* _Work order A_: Extract the section of the passage on greener shipping starting with "There is a growing" and going on through "is also narrowing.".
* _Work order B_: In the passage on greener shipping, what fuels do most ships still run on today?

* _Provided passage_:
<<<<
The demand for advice on making ships more sustainable has increased exponentially in recent months. Private and public fleet owners, inland and maritime operators: they all seem to want to shift things up a gear and are proactively looking for cleaner ships to reduce their ecological footprint.

There is a growing urgency. European fleet owners in particular clearly want to be prepared for growing sustainability demands from customers, cargo owners and governments. We notice that the pressure is increasing in every way, just think of the stricter rules that are coming for shipping traffic in environmentally sensitive and protected areas. Public operators are playing an exemplary role in encouraging users of European waterways to ship greener. Due to the energy crisis and the rising prices for traditional energy sources, the price gap with the ordinarily more expensive alternative drive systems is also narrowing.

Update on alternative energy sources

Today, most ships still run on heavy fuel oil or marine gas oil. But in the foreseeable future, fleet owners might have several sustainable alternatives to choose from. The current focus is mainly on biodiesels, batteries and hydrogen, including ‘hydrogen carriers’ such as ammonia and methanol. Each of these alternatives has both potentials and handicaps. But a wider range of options also makes the choice more difficult. All the more so because many obstacles still have to be overcome before greener energy sources can form a fully-fledged alternative for the shipping sector.

Technology and logistics not yet mature

No alternative energy source is currently 100% technologically nor logistically mature. This makes it challenging for fleet owners to begin to focus on a given energy source, and difficult for governments to decide which production and distribution facilities should be developed on a massive scale. Large-scale production is currently not available for any alternative energy source, let alone large-scale distribution. Hydrogen is, for example, already being used as a raw material in the petrochemical industry, but the production volume is only a fraction of what would be needed if ships were to collectively switch to hydrogen. Moreover, they currently have no place to bunker the necessary quantities. Huge 'hydrogen factories' with electrolysers are needed to convert electrical power (electrons) into hydrogen (molecules). Development is currently fully underway in that area too.

What is green?

Not all green solutions are the same. In other words, not all alternative energy sources are equally green. Hydrogen, ammonia and methanol may be more environmentally friendly than diesel in terms of emissions, but if they are produced from petroleum, they continue to contribute to harmful emissions. The really green option here is hydrogen based on renewable energy, like wind, solar or other climate-friendly production techniques.
>>>>
* _Dataset entries_:
<<<<
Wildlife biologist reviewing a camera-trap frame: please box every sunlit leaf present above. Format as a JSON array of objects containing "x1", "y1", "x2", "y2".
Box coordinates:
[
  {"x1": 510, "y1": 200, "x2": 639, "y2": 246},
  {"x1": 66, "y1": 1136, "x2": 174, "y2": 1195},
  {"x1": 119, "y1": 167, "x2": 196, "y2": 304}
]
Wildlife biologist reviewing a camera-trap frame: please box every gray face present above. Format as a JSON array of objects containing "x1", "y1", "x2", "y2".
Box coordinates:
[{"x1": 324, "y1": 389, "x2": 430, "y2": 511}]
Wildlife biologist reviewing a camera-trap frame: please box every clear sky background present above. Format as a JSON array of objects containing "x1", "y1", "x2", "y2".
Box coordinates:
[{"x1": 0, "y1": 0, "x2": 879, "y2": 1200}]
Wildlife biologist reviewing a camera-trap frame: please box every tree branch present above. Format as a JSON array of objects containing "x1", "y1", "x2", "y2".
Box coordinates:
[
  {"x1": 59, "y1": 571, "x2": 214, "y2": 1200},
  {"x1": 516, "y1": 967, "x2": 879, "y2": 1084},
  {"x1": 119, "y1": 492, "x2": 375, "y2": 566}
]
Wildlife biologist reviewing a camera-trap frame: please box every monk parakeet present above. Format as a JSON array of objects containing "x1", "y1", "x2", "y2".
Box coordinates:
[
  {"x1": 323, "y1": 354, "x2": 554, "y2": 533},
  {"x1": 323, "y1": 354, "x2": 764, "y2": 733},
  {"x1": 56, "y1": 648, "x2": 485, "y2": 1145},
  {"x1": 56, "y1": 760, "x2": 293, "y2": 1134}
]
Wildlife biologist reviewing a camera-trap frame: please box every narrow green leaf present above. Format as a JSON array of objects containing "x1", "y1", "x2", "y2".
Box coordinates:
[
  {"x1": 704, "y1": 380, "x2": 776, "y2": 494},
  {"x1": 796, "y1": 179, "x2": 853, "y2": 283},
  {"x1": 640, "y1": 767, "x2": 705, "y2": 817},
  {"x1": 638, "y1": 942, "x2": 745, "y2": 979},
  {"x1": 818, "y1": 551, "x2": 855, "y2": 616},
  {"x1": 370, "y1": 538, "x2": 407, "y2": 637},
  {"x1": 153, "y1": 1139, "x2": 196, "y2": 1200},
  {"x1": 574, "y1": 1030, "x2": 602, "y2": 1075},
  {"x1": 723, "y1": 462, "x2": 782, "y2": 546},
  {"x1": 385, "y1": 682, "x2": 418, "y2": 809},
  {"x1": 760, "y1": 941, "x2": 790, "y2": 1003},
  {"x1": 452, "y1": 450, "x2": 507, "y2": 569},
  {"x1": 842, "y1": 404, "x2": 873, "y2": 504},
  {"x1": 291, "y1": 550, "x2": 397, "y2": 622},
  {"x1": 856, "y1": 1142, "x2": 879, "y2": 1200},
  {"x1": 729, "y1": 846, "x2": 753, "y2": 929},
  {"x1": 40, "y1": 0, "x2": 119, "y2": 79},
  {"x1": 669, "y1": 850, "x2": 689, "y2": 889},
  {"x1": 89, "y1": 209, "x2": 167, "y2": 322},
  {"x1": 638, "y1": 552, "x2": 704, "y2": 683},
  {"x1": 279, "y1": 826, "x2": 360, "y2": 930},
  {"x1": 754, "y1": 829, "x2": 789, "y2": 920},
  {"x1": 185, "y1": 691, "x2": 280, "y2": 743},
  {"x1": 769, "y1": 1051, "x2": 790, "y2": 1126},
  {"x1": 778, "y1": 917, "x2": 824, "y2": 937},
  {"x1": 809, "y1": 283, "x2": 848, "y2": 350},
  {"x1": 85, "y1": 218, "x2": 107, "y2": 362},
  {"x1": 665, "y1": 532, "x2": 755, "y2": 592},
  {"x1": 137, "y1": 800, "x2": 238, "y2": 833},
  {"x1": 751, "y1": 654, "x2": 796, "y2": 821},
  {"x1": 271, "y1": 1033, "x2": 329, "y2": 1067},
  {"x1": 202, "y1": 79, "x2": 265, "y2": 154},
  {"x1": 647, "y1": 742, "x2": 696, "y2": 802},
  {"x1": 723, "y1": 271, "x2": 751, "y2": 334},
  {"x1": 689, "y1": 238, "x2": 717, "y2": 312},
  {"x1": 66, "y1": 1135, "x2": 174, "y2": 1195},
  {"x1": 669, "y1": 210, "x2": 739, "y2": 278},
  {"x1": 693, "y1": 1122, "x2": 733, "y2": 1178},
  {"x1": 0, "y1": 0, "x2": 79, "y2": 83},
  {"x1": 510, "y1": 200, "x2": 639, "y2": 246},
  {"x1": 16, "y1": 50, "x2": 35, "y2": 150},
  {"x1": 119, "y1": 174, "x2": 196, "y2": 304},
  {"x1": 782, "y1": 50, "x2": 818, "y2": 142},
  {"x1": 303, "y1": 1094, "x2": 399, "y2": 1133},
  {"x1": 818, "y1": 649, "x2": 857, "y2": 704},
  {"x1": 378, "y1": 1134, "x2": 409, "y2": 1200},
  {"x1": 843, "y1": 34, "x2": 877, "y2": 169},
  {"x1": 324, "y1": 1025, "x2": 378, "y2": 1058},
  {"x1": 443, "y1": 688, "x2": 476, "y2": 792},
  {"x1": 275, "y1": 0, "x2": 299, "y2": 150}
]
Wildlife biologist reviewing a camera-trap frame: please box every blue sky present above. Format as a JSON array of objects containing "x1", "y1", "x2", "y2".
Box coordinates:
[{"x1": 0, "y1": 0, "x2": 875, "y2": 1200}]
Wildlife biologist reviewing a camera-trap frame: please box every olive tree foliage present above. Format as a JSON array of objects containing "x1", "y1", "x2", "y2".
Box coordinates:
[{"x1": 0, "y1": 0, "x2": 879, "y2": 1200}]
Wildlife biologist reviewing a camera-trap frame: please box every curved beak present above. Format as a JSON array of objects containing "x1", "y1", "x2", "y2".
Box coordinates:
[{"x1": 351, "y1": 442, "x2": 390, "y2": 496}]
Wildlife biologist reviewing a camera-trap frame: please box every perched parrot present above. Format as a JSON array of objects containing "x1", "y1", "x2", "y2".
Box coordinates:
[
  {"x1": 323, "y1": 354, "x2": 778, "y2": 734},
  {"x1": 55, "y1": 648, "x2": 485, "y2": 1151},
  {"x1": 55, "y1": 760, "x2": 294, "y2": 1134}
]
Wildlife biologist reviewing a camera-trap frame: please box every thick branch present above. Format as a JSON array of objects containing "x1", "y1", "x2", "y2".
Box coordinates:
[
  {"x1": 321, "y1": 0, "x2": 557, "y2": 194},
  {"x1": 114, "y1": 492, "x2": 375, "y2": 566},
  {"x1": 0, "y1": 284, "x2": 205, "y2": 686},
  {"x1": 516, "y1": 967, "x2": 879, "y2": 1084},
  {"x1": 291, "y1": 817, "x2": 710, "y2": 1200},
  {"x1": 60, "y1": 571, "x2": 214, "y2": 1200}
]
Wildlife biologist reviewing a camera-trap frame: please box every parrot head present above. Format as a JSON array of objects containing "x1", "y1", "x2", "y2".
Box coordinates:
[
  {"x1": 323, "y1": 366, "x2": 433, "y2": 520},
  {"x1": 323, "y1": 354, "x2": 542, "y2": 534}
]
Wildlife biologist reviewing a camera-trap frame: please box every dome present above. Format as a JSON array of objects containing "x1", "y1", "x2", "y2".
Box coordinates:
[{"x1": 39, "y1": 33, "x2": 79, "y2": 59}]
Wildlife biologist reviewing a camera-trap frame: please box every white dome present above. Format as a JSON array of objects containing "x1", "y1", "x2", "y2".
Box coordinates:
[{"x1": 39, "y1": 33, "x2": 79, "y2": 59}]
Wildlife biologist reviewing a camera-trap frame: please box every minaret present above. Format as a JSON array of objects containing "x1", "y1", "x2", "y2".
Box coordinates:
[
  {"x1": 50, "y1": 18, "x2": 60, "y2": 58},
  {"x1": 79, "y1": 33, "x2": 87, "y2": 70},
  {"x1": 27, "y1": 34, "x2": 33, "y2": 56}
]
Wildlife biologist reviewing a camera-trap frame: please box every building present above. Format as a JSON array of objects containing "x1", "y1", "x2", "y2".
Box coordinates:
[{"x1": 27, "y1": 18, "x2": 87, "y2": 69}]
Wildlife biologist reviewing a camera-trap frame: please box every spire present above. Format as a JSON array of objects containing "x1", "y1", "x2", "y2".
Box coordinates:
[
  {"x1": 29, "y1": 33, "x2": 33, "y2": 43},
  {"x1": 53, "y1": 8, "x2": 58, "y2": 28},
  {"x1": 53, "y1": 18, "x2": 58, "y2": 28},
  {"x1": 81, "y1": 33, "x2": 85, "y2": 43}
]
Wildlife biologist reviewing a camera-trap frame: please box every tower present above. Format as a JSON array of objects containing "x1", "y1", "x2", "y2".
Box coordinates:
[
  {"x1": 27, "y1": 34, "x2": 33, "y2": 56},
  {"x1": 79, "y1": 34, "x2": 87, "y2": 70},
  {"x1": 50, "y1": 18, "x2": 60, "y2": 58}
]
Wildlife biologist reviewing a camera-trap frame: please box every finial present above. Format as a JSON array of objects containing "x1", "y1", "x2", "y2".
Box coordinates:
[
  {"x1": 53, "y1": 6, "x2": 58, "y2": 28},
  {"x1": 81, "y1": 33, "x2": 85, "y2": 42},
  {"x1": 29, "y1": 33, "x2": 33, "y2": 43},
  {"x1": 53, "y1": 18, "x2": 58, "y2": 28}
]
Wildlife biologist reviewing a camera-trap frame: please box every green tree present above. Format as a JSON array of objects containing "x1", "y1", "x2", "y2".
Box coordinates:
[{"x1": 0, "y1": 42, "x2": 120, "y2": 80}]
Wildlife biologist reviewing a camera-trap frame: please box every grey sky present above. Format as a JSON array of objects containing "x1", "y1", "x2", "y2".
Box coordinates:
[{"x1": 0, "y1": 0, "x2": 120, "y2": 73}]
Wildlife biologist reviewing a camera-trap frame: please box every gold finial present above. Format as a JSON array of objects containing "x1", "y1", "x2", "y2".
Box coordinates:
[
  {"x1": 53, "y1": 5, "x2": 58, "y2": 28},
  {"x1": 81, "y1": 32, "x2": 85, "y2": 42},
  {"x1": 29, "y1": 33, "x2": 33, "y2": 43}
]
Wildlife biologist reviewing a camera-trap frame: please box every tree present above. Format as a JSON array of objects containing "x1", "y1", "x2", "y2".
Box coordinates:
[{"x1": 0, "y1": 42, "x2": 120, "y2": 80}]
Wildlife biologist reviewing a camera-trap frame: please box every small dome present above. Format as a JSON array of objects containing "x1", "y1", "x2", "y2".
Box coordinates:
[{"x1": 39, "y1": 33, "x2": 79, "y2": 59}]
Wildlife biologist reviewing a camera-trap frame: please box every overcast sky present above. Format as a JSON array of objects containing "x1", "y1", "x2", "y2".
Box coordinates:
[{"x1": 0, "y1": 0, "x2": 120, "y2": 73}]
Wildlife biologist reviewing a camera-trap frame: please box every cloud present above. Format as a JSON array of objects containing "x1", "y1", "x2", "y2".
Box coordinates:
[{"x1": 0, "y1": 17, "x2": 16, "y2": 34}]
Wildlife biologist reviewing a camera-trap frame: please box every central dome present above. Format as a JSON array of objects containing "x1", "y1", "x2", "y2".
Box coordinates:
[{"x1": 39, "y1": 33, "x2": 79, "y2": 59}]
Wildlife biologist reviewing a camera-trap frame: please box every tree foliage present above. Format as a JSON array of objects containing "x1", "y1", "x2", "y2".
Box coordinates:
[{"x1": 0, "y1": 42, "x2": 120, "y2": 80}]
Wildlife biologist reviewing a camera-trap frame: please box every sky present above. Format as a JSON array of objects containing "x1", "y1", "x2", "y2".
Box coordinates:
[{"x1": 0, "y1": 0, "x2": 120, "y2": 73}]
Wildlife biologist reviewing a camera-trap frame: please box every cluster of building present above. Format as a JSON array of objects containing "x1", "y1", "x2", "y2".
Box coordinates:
>>>>
* _Task result A_:
There is a growing urgency. European fleet owners in particular clearly want to be prepared for growing sustainability demands from customers, cargo owners and governments. We notice that the pressure is increasing in every way, just think of the stricter rules that are coming for shipping traffic in environmentally sensitive and protected areas. Public operators are playing an exemplary role in encouraging users of European waterways to ship greener. Due to the energy crisis and the rising prices for traditional energy sources, the price gap with the ordinarily more expensive alternative drive systems is also narrowing.

* _Task result B_: Heavy fuel oil or marine gas oil.